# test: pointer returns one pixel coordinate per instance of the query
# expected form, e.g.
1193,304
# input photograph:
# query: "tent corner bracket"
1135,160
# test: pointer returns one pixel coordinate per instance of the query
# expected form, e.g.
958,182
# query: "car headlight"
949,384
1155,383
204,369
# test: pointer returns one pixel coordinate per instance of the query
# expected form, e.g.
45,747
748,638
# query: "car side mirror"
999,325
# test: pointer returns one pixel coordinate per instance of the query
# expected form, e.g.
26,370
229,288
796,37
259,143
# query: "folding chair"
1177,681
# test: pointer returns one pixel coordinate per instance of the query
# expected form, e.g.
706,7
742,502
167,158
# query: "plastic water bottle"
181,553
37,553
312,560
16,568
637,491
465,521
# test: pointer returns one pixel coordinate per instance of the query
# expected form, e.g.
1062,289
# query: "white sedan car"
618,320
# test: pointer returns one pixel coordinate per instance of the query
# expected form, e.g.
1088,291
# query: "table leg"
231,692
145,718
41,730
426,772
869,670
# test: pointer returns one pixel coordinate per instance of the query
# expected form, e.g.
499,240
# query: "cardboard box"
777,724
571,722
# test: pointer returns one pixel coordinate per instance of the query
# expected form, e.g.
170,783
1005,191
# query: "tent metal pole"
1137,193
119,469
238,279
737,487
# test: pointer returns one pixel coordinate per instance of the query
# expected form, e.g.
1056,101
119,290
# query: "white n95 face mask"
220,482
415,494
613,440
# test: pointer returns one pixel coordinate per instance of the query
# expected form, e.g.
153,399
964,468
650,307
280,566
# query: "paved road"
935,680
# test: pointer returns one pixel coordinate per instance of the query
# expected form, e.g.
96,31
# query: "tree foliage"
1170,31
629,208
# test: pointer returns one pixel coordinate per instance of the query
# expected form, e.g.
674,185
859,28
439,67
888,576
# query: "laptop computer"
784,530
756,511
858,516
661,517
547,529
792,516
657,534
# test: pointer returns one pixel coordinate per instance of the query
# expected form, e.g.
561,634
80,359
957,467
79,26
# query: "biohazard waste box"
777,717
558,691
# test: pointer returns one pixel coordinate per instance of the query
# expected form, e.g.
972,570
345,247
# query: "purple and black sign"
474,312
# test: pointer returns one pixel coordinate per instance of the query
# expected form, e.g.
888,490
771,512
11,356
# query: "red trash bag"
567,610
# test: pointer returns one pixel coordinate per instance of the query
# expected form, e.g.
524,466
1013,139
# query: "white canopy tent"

###

WHAT IS BEING ASKED
Copy every record exactly as presented.

TASK OUTPUT
# test: pointer returns one pixel coordinate per instance of the query
# expected form, e.g.
1193,304
# input photograph:
# query: "tent corner bracket"
1135,160
# test: pointer returns one pixel coordinate per instance of the query
# expected form, e.g.
958,182
# query: "car headlight"
949,384
1155,383
204,369
# test: pointer returns one pixel coordinate per instance of the query
# expected form, e.g.
45,747
748,638
# query: "car side mirror"
999,325
# test: pointer returns one pixel coordinate per instance of the query
# expected form, e.g.
26,370
229,288
796,37
259,143
# query: "folding chair"
1177,681
# test: pointer returns one pixel coordinate per instance of the query
# expected form, e.g.
706,7
742,502
167,158
# query: "plastic water bottle"
181,553
37,553
312,560
16,568
637,491
465,521
# test: pointer returns one pixel coordinate per instance of the query
# expected form, e.g.
1062,289
# query: "white sedan car"
618,320
# test: pointer returns one pixel coordinate per instance of the query
# expected form, e.g.
1088,291
# query: "table leg"
231,692
145,718
41,730
426,772
869,670
# test: pointer returns one pixel coordinate per instance of the query
# expected form, e.g.
499,240
# query: "cardboard box"
777,724
571,722
# test: pointer returns one pixel coordinate per instance of the query
# expected form, e.g.
170,783
1005,191
# query: "tent metal pole"
1137,193
119,469
238,279
737,487
# test: pointer returns one pixel coordinate per instance of the query
# expected form, e.g.
1056,101
119,290
# query: "white n95 face mask"
220,482
415,494
613,440
# test: pointer returns one pixel coordinate per instance of the query
# expected form, e.g.
153,399
964,468
650,307
280,566
# query: "paved road"
935,680
# test: pointer returns one pixel coordinate per instance of the query
# expected form, e.g.
96,31
# query: "tree foliage"
1170,31
629,208
# test: pointer returns one pixel coordinate per instance of the query
# expected form, e.g.
674,185
859,28
439,67
888,576
# query: "laptop computer"
784,530
756,511
858,516
661,517
547,529
792,516
657,534
# test: pointer returns one pixel coordinate per instance of the query
# expected form, e.g.
561,634
80,359
957,467
79,26
# query: "biohazard waste box"
777,717
558,691
# test: pointer returns one pixel coordinate per instance of the query
# expected form, e.g.
972,570
345,247
# query: "purple and black sign"
474,312
# test: pointer returns one pixel coordinate per instance of the query
# expected form, e.g.
888,490
771,512
11,356
# query: "red trash bag"
567,610
# test: pointer returns one pixel coordinate per instance of the query
# expected form, e.g.
524,466
1013,139
# query: "white canopy tent"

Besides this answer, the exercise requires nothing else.